## start MATERIALS PROVIDED

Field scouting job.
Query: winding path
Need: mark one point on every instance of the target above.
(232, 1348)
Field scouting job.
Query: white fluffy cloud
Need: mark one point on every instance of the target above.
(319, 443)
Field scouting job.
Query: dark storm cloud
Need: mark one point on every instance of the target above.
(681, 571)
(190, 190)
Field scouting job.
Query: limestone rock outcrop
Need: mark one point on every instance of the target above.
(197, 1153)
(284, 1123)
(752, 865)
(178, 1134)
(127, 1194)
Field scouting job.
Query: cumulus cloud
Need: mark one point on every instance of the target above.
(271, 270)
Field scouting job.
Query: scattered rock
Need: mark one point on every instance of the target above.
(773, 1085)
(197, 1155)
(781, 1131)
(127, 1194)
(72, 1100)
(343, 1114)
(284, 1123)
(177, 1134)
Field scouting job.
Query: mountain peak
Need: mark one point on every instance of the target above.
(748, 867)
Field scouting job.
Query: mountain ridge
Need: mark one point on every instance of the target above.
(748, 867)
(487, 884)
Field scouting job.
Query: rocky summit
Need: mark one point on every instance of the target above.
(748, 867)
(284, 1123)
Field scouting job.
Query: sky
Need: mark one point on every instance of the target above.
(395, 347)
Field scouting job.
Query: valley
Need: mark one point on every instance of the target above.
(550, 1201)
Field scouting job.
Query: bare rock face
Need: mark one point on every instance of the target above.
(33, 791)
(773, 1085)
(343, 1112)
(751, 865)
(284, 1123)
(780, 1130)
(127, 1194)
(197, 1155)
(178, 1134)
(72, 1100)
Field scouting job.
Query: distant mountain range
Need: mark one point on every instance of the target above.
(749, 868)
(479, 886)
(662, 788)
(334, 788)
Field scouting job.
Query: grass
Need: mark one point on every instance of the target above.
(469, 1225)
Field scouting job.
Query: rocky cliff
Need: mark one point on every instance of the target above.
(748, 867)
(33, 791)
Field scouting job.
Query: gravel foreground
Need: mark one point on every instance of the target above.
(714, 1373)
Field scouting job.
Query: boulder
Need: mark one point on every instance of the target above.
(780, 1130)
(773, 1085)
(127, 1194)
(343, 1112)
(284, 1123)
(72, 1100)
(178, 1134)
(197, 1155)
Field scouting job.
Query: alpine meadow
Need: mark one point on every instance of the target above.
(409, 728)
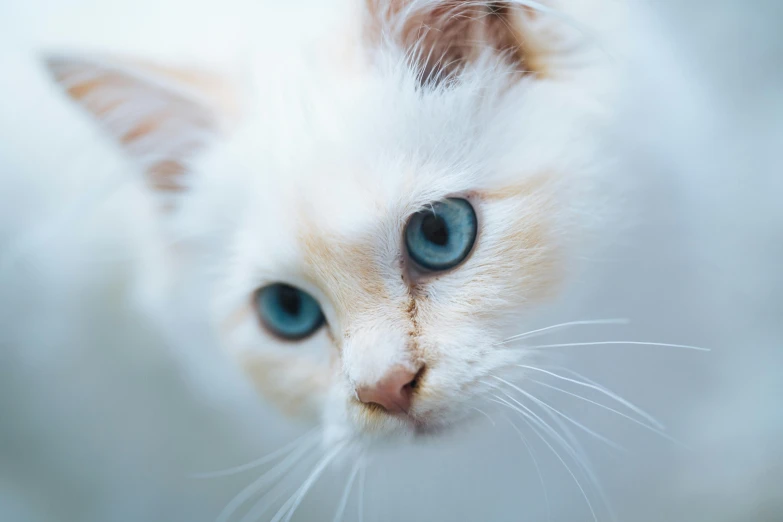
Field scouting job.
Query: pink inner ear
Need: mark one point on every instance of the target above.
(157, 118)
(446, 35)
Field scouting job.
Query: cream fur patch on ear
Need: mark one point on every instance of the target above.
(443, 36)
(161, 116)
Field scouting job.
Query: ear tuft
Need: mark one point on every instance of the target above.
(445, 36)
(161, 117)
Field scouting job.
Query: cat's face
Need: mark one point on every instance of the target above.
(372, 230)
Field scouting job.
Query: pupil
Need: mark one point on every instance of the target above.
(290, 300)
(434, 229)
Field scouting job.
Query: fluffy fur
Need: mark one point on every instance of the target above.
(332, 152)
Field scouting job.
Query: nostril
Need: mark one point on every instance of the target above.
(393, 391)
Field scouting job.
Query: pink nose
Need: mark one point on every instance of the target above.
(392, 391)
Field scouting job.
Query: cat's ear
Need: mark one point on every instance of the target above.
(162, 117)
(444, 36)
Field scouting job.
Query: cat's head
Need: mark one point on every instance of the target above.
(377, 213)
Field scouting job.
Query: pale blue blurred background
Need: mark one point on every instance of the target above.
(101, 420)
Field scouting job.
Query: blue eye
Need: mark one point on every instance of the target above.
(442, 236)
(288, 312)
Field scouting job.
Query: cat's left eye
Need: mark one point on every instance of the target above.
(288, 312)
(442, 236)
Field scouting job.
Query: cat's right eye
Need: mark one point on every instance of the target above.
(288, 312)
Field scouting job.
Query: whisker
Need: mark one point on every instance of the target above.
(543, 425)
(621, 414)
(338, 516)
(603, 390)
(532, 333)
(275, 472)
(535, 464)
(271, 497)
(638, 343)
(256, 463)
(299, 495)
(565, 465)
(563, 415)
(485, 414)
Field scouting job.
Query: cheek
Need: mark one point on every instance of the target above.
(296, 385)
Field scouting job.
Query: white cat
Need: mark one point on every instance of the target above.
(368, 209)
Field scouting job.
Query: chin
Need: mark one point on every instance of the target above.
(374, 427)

## end MATERIALS PROVIDED

DESCRIPTION OF THE TASK:
Reproduce the entries above exactly. Do not include the images.

EXERCISE OUTPUT:
Field scouting job.
Query: winding path
Need: mark one point on every instance of the target above.
(232, 1348)
Field scouting job.
Query: white fluffy cloud
Need: mark one point on every instance of the target above.
(319, 443)
Field scouting job.
Query: dark storm cloud
Need: mark one point on every instance of the target above.
(681, 571)
(190, 190)
Field scouting job.
Query: limestone rock outcrop
Need: mark one point on every instance of the target above.
(197, 1153)
(284, 1123)
(752, 865)
(178, 1134)
(127, 1194)
Field scouting job.
Query: cumulus cloud
Need: mark one point on every instance of the target above.
(271, 270)
Field scouting job.
Query: scattered rock
Need: mark one point on every instance of the target above.
(773, 1085)
(197, 1155)
(781, 1131)
(127, 1194)
(72, 1100)
(343, 1114)
(284, 1123)
(177, 1134)
Field scouting job.
Query: mountain peak
Need: mark one point on every instance of the target above.
(748, 867)
Field scouting job.
Query: mountain ridge
Need: mark one point on every instance of the target above.
(748, 867)
(487, 884)
Field scouting job.
Query: rocky summit
Need: mark one point on every instance of the target above.
(748, 867)
(284, 1123)
Field scouting job.
Query: sky
Need: mark one point on every instance of the target above.
(395, 347)
Field scouting job.
Query: valley
Need: mark one point on every instance of the target above.
(550, 1201)
Field scouting job.
Query: bare rock face
Need: mark one point on every instance of the target above.
(33, 791)
(773, 1085)
(343, 1112)
(751, 865)
(284, 1123)
(780, 1130)
(127, 1194)
(197, 1155)
(178, 1134)
(72, 1100)
Field scouting job.
Query: distant mountain range
Need: mark one point on every instance of the target above.
(749, 868)
(479, 886)
(662, 788)
(334, 788)
Field scouting job.
Query: grass
Need: mark one point on every instance of the target above.
(469, 1225)
Field scouting job.
Query: rocky cliff
Need: mark one point on every instance of the target above.
(748, 867)
(33, 791)
Field scouting job.
Query: gravel foreground
Need: mark one point on every instance of the target above.
(714, 1373)
Field scouting job.
Query: boulder
Need: mark one point on every instance of the target above.
(780, 1130)
(773, 1085)
(127, 1194)
(343, 1112)
(284, 1123)
(72, 1100)
(178, 1134)
(197, 1155)
Field scouting job.
Query: alpine meadow
Need: mark one point on every instance of the target above.
(409, 728)
Field scouting job.
Query: pink inner ear
Need: mark one point on every instance of the target above.
(157, 118)
(446, 35)
Field scouting job.
Query: cream fur patch on ear
Need: mark one point on every instance of the target above.
(443, 36)
(161, 116)
Field scouting job.
Query: ear tuft
Need: mark one point on every instance of the target above.
(445, 36)
(161, 117)
Field scouting job.
Query: cat's face
Need: mark one point on every instance of the target above.
(372, 230)
Field scouting job.
Query: pupil
Need: mark one point on every instance of the target above.
(290, 300)
(434, 229)
Field scouting job.
Query: fluffy fur
Need: mark one point on every instance of the target above.
(332, 152)
Field scouting job.
Query: nostril
Need: mark one point on every instance of the target above.
(393, 391)
Field scouting job.
Query: pink nose
Need: mark one point on every instance of the target above.
(392, 391)
Field scouting job.
Query: cat's ear
Need: mark one point on every instance of the target above.
(162, 117)
(444, 36)
Field scouting job.
Query: cat's head
Need: mark one point on every instance of the target above.
(377, 213)
Field scouting job.
Query: pale blue blurred background
Need: mark one point on every instance of the target above.
(101, 420)
Field scouting job.
Query: blue eye
Need: mark one point on every instance of the target above.
(442, 236)
(288, 312)
Field scouting job.
Query: cat's left eye
Need: mark one point on every instance of the target above.
(288, 312)
(442, 236)
Field scouting job.
Query: cat's right eye
Need: mark one point on every instance of the target above.
(288, 312)
Field scouting job.
Query: whisker
Need: mark one point on every instance of the target above.
(543, 425)
(621, 414)
(338, 516)
(603, 390)
(532, 333)
(275, 472)
(535, 464)
(271, 497)
(638, 343)
(256, 463)
(299, 495)
(565, 465)
(563, 415)
(485, 414)
Field scouting job.
Query: cheek
Need: mark one point on every instance of the target above.
(296, 385)
Field scouting job.
Query: white cat
Need: mark one point on every instance of the target above.
(368, 209)
Field scouting job.
Query: chin
Need: mark one point on every instance of the target above.
(374, 427)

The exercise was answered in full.